[Annotated coordinate records]
◆ ◆ ◆ ◆
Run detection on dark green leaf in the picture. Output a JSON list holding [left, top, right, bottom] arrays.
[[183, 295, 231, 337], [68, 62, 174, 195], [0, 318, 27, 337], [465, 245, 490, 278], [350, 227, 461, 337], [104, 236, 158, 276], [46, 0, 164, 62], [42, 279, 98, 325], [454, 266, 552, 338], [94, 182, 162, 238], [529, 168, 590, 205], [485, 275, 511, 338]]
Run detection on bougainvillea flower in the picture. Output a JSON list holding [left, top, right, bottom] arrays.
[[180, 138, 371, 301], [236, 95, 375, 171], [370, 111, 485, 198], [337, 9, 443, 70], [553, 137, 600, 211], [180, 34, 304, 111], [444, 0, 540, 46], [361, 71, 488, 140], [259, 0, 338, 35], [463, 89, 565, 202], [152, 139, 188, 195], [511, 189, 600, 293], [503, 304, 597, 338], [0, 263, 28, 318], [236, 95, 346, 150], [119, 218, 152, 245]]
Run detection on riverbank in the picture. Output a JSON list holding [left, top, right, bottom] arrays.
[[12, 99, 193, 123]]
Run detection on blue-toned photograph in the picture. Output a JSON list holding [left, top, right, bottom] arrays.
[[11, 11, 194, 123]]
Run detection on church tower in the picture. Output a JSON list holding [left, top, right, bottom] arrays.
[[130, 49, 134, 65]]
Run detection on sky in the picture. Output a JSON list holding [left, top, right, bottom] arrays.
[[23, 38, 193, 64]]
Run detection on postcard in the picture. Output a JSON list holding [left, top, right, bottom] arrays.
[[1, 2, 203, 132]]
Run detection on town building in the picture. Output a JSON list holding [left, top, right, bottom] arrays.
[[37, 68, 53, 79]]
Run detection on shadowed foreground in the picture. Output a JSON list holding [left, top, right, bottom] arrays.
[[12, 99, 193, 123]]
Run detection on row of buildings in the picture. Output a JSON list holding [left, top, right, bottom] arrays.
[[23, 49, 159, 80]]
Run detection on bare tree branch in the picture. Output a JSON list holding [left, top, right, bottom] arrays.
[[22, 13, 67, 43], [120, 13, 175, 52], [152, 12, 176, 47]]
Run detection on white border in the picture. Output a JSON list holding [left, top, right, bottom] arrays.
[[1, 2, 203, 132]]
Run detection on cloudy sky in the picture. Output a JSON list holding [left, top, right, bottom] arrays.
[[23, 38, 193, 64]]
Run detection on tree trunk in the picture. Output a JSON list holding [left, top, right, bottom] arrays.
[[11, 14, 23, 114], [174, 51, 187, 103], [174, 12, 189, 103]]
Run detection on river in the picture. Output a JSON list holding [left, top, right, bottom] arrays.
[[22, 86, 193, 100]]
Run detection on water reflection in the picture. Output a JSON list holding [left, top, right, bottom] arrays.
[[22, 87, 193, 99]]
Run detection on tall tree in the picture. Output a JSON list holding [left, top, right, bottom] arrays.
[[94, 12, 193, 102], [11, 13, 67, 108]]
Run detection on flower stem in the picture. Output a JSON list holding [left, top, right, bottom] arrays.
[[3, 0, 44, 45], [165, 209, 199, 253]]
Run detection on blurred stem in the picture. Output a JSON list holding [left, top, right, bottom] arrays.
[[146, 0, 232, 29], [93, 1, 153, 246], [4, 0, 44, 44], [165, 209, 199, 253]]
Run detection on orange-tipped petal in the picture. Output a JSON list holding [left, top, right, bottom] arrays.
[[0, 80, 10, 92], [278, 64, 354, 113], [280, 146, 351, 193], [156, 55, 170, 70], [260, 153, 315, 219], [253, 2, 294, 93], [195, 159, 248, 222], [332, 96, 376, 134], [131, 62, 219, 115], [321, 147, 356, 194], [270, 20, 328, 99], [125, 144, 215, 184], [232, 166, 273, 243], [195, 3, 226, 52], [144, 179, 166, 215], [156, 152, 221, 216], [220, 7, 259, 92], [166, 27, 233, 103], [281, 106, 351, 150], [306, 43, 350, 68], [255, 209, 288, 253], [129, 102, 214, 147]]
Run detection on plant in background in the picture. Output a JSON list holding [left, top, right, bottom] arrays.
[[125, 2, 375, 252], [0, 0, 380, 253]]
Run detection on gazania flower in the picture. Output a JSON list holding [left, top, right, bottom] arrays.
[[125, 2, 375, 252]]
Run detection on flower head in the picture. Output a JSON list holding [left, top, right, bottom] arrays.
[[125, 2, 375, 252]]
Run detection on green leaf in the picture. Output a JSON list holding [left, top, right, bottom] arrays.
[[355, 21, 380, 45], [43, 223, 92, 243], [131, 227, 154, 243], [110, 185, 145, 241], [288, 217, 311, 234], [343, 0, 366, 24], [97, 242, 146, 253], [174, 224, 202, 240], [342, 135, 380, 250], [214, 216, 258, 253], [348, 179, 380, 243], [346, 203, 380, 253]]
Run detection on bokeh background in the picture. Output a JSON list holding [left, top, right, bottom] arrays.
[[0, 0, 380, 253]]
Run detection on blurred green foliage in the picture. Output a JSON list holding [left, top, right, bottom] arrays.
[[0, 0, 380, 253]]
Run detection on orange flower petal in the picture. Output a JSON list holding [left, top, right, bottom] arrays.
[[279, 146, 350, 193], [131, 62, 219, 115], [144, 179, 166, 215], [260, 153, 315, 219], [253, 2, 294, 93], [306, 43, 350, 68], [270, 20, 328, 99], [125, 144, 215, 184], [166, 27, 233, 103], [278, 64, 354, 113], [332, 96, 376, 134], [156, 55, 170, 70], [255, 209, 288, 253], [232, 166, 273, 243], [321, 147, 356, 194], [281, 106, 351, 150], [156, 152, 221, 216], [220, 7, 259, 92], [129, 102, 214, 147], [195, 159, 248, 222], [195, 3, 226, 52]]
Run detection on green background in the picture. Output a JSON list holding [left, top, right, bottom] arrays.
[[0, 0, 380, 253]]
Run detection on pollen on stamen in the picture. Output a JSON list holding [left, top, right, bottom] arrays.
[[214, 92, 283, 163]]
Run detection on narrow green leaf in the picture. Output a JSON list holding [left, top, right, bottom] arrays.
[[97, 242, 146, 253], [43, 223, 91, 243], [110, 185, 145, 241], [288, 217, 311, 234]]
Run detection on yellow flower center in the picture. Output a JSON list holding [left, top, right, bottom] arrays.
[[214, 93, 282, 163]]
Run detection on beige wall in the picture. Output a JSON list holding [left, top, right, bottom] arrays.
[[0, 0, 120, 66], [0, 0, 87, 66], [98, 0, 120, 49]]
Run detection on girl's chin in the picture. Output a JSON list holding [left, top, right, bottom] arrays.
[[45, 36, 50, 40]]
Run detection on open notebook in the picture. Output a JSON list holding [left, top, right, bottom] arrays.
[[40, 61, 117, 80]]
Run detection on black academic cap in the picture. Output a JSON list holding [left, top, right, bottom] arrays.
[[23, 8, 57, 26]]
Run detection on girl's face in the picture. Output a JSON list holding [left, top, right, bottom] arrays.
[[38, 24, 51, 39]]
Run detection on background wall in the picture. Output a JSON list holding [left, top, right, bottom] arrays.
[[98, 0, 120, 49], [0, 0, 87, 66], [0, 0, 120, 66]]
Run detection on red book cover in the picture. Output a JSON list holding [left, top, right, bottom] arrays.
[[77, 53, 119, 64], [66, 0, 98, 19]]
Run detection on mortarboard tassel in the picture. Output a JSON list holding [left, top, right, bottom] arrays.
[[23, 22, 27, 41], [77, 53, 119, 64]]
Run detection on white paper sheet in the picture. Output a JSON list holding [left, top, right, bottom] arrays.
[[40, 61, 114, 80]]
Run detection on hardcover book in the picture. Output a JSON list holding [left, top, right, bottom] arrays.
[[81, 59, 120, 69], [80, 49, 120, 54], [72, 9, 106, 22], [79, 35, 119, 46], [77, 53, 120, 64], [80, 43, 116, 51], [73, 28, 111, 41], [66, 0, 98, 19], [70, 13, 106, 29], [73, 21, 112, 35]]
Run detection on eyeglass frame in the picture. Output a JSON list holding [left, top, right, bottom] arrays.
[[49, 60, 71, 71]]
◆ ◆ ◆ ◆
**Problem to solve**
Begin at the line containing "Run detection on black" and stop after the line containing "[[40, 61, 114, 80]]". Reproduce only those lines, changing every "JSON list" to "JSON array" and leaving everything else intact.

**The completed task**
Run detection on black academic cap in the picture. Output a JSON array holding [left, top, right, bottom] arrays.
[[23, 8, 57, 26]]
Run detection on girl's face in the picture. Output a JSON array holding [left, top, right, bottom] arrays.
[[38, 24, 51, 39]]
Run detection on background wall in the picture. Output a JSON array holding [left, top, right, bottom] arrays.
[[98, 0, 120, 49], [0, 0, 87, 66], [0, 0, 120, 66]]
Run detection on red book cover in the picture. Output a JSON array holding [left, top, right, bottom] arrays.
[[77, 53, 119, 64], [66, 0, 98, 19]]
Run detection on mortarboard tassel in the picture. Output a JSON array holding [left, top, right, bottom] arrays.
[[23, 22, 27, 41], [77, 53, 119, 64]]
Run detection on white paper sheet in the picture. Output a JSON array holding [left, top, right, bottom] arrays.
[[40, 61, 114, 80]]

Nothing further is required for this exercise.